Album Review: ‘DROGAS Light’

1ST and 15TH ENTERTAINMENT

1ST and 15TH ENTERTAINMENT

★★★☆☆

Lupe Fiasco’s career has been tumultuous in recent months; after a series of tweets in response to his ostensibly anti-Semitic lyrics and talks of an early retirement in 2016, the Chicago rapper cancelled the release of two upcoming studio albums. Luckily for his fans, however, Lupe Fiasco has finally dropped the first of three albums to come: “DROGAS Light,” a passionate and experimental — though at times uneven — creation. Composed of 14 tracks and clocking in at just over an hour, “DROGAS Light” is Lupe Fiasco’s attempt to both refine his signature sound and maintain his trademark focus on personal and social themes.

In his anticipation of critical response to “DROGAS Light,” Lupe Fiasco released his own review of the album on Twitter, deeming it “the only review of #DROGASLight that matters.” In his evaluation, the rapper self-effacingly rates his latest work at a mere seven out of 10, describing it as “somewhat of a mixed bag.” Still, Lupe Fiasco argues that his new music reflects clear improvement from his 2011 release, “LASERS,” and says that it “possesses … classic Lupe direct social commentary and imaginative storytelling.”

Lupe Fiasco’s review, although unquestionably subjective, is not far off the mark. “DROGAS Light” certainly has its merits — yet its overall effect is decidedly more mixed.

The album opens with “Dopamine Lit (Intro),” a brief and instantly catchy introduction with a vigorous beat. Its lyrics are relatively simple and repetitive, yet there are still a few moments in which Lupe Fiasco’s clever lyricism shines through: “Try Containment Unit, the walls, they can’t fit us / Who theGhostbusters gon’ call to come get us?” Though “Dopamine Lit” is not Lupe Fiasco’s most complex composition, it effortlessly transitions listeners into an energetic album.
++++++++
(STATED GOAL):
Quote verbatim the stretch of the album review from "Lupe Fiasco’s review, although" through "decidedly more mixed.".

(DATA SEGMENT):
++++++++
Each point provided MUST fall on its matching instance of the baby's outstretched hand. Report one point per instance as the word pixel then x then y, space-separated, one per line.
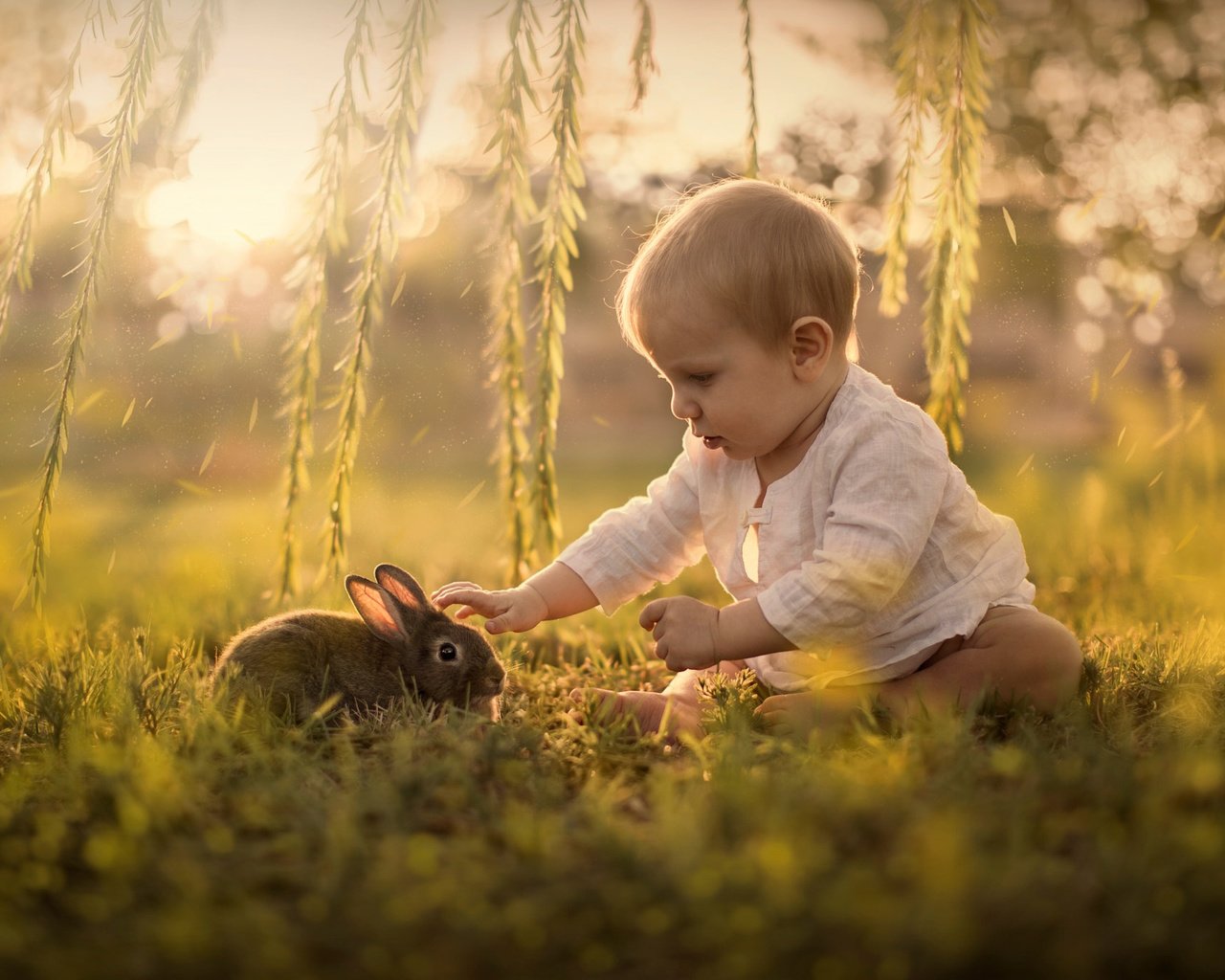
pixel 516 611
pixel 685 633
++++++++
(SOLVED PROBLEM):
Lupe Fiasco’s review, although unquestionably subjective, is not far off the mark. “DROGAS Light” certainly has its merits — yet its overall effect is decidedly more mixed.